--- Supplied entries Enclosed Below ---

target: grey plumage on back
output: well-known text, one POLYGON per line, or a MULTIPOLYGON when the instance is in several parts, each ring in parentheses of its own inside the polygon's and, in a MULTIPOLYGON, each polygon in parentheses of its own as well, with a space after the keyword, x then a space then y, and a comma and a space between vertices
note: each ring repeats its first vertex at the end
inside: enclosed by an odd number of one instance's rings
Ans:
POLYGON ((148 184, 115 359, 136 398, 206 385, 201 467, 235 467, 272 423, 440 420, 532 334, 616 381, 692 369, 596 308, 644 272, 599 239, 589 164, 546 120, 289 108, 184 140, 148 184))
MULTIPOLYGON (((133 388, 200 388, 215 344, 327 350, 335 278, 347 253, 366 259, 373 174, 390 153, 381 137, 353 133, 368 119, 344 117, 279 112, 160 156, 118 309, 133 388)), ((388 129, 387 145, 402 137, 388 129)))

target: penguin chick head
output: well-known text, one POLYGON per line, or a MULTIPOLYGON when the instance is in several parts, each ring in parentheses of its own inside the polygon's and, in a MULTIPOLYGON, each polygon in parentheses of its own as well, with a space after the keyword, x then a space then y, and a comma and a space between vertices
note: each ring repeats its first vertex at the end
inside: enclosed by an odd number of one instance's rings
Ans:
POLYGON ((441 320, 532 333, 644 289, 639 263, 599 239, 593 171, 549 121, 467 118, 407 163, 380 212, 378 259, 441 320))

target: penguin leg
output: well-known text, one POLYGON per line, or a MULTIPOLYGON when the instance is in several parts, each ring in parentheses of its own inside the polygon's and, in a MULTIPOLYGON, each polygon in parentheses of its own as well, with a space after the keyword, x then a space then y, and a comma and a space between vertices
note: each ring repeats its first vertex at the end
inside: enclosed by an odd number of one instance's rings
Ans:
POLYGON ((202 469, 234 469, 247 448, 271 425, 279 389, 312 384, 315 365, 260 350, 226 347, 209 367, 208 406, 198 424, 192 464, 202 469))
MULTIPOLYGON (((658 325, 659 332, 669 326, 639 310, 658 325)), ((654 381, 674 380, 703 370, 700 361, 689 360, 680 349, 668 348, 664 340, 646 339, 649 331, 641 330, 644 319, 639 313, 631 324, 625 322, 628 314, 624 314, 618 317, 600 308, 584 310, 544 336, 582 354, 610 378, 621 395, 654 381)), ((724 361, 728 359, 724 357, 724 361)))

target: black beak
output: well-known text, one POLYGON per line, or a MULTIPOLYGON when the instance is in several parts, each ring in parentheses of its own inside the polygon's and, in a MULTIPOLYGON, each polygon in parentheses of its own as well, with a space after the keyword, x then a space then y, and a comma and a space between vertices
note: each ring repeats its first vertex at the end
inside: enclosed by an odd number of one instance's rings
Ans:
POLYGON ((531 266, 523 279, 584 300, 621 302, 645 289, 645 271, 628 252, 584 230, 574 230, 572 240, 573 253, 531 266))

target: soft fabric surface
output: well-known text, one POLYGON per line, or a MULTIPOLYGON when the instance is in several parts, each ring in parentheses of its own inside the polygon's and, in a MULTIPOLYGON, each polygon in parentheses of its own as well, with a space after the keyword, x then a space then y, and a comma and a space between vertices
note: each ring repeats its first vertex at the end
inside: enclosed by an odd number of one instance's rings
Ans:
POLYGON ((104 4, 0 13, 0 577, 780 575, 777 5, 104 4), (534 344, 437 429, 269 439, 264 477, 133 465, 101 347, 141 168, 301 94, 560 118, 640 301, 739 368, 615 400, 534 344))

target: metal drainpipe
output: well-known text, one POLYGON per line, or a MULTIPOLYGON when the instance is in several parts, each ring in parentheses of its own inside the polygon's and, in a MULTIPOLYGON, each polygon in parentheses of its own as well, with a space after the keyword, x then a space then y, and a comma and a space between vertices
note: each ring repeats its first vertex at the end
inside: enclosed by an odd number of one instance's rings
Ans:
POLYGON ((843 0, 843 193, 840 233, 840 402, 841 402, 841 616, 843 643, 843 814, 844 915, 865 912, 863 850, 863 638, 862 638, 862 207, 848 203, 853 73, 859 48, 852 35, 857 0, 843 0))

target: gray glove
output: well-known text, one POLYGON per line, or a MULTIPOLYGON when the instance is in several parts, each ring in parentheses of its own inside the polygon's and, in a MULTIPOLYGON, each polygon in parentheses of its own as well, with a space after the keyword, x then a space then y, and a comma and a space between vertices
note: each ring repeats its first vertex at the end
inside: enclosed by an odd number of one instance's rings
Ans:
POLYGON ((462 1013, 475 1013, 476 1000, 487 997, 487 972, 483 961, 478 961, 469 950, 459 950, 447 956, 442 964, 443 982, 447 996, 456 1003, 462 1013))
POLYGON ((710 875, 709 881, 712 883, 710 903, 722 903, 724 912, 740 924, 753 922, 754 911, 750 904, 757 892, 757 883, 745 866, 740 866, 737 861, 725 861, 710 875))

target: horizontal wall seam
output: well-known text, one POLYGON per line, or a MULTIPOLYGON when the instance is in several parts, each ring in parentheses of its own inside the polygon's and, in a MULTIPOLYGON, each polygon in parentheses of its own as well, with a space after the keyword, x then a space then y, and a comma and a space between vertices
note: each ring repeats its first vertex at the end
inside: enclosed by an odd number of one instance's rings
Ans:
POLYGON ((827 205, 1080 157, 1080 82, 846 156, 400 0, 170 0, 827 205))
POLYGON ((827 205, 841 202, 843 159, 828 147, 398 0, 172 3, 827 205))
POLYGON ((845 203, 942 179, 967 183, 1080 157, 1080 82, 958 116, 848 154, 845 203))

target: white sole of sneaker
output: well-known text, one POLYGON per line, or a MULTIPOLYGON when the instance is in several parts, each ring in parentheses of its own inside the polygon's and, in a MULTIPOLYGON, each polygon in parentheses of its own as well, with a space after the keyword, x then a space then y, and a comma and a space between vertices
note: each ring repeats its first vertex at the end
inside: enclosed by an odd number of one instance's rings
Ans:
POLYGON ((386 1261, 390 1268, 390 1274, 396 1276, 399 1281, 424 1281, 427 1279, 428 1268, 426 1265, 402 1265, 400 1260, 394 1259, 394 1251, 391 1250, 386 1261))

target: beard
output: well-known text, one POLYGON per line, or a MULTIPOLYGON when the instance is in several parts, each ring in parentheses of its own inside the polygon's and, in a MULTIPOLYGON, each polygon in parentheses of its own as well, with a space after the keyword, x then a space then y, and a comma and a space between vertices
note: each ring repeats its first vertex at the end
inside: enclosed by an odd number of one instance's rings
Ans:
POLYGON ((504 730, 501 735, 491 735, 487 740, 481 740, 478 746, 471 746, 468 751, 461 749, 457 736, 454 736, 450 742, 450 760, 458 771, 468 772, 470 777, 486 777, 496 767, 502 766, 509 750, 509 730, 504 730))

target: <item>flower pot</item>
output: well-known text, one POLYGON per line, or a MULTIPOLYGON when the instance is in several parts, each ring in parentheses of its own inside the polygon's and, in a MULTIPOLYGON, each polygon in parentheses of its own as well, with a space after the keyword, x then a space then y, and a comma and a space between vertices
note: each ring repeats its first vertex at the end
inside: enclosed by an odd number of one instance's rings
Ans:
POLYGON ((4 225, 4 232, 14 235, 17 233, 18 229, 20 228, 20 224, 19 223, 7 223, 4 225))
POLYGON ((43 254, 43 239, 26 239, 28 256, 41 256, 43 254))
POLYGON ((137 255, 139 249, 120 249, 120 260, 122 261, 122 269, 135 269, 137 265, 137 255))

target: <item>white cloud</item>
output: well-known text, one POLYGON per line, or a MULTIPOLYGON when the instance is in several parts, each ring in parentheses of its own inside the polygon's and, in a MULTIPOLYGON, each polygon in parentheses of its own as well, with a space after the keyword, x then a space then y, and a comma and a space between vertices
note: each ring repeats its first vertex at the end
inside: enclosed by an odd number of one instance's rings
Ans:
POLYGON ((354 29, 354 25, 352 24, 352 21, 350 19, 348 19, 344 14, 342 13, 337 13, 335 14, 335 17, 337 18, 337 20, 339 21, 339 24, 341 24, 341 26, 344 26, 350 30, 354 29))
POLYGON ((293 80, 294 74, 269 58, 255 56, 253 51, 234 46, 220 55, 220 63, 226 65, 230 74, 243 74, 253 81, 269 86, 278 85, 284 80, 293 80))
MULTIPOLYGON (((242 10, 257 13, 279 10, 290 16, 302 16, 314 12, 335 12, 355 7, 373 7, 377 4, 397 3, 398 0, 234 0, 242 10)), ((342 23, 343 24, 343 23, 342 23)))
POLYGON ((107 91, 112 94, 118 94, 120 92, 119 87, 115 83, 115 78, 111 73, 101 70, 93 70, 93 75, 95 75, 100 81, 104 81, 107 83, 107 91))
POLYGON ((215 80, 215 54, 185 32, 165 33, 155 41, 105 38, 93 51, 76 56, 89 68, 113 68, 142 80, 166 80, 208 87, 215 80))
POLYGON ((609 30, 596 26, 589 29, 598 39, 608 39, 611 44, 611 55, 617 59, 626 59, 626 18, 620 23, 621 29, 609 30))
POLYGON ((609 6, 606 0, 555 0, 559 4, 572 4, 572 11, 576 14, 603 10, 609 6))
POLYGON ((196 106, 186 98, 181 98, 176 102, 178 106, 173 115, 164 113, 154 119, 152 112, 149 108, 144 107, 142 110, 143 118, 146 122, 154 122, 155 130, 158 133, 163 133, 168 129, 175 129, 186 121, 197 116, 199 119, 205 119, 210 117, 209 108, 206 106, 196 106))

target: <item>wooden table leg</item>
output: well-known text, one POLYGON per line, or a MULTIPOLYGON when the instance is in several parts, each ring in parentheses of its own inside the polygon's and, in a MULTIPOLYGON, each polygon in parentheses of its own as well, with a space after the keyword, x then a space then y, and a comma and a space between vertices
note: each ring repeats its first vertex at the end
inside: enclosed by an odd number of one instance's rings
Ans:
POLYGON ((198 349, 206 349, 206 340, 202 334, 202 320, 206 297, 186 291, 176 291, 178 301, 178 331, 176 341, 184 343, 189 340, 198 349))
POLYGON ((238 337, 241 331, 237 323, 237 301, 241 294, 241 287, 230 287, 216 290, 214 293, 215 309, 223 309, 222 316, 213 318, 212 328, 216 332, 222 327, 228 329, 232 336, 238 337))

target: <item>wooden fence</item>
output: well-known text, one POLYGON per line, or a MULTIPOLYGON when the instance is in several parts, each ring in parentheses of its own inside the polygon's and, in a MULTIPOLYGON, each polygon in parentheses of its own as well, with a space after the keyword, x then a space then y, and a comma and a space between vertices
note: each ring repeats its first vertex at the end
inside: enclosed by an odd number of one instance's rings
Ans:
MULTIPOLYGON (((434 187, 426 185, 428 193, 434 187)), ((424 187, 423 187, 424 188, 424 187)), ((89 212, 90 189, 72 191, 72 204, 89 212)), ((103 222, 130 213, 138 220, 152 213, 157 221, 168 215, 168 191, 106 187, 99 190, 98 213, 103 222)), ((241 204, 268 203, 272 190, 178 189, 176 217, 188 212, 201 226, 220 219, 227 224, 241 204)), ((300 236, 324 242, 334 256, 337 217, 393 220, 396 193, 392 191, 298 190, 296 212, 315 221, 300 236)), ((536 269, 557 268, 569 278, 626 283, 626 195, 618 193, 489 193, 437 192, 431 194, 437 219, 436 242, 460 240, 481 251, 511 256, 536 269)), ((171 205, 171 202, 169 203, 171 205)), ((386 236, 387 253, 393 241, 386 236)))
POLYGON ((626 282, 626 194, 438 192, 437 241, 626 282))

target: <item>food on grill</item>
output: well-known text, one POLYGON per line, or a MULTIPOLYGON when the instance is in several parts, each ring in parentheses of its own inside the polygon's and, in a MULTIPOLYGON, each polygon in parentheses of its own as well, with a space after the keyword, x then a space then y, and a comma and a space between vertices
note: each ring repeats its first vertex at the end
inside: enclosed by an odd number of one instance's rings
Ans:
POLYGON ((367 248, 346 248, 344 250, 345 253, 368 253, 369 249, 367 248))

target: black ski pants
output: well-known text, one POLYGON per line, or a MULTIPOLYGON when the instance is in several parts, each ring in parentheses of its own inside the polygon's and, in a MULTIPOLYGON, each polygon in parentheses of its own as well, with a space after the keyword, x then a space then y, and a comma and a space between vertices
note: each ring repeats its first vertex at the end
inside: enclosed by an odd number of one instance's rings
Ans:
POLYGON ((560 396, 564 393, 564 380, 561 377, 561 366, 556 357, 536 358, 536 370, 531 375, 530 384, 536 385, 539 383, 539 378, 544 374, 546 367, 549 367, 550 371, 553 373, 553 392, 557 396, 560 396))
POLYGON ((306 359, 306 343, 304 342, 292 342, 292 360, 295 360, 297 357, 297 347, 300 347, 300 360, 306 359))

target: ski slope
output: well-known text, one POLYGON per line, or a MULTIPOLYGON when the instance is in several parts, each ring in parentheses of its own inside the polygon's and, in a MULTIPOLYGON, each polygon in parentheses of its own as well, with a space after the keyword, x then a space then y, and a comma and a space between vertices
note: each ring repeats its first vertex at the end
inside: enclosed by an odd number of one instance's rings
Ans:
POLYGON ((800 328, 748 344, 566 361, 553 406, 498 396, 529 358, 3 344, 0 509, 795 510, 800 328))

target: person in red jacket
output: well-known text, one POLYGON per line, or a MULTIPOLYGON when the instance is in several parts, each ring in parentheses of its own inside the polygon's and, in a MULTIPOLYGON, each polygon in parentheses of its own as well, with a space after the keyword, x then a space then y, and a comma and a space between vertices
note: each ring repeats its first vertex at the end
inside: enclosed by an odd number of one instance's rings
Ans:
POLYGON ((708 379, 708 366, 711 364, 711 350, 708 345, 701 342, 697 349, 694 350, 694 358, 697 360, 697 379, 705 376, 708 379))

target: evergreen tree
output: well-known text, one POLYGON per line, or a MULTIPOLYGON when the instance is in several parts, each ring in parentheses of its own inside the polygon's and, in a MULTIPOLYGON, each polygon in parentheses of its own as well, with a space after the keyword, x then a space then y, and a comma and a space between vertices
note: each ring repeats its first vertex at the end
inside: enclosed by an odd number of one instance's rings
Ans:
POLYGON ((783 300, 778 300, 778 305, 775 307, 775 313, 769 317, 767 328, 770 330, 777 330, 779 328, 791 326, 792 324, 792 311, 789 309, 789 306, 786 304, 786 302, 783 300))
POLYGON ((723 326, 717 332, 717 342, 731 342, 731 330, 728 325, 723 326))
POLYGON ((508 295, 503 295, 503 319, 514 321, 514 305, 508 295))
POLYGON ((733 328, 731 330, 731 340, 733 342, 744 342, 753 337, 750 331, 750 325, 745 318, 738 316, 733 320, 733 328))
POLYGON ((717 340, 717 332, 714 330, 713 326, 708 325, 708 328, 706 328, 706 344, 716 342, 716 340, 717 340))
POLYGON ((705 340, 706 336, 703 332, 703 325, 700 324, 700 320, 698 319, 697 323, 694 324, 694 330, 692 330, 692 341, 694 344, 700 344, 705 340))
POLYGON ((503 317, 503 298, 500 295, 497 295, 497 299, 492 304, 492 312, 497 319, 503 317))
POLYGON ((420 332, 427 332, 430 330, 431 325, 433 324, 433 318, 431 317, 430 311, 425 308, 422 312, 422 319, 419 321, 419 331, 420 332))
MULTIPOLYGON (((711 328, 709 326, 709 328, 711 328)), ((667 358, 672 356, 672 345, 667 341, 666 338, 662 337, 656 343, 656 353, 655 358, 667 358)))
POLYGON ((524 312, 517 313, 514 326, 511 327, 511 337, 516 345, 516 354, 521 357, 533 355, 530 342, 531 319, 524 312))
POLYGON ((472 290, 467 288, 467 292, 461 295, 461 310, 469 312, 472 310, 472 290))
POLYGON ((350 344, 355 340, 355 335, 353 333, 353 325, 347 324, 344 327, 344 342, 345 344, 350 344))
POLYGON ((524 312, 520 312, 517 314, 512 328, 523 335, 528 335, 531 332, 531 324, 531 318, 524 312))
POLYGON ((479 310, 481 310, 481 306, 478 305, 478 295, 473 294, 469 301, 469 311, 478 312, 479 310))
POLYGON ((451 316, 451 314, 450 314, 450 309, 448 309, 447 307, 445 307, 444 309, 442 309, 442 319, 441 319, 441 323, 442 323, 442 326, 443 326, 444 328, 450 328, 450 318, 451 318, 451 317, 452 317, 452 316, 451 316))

--- End of Enclosed Supplied entries ---

*What is expected*
Give back, word for word, only the lines above from the line holding "target: white sole of sneaker" to the line holding "target: beard", both included.

*Response area*
target: white sole of sneaker
output: well-known text, one POLYGON per line, or a MULTIPOLYGON when the instance is in several parts, each ring in parentheses of its own inside the polygon's and, in a MULTIPOLYGON, each polygon in parentheses of its own as well, with a space after the keyword, x then a space then y, and a comma and a space between vertices
note: each ring repeats its first vertex at the end
inside: enclosed by an odd number of one instance's rings
Ans:
POLYGON ((386 1261, 390 1268, 390 1274, 396 1276, 399 1281, 424 1281, 427 1279, 428 1268, 426 1265, 402 1265, 400 1260, 394 1259, 394 1251, 391 1250, 386 1261))

target: beard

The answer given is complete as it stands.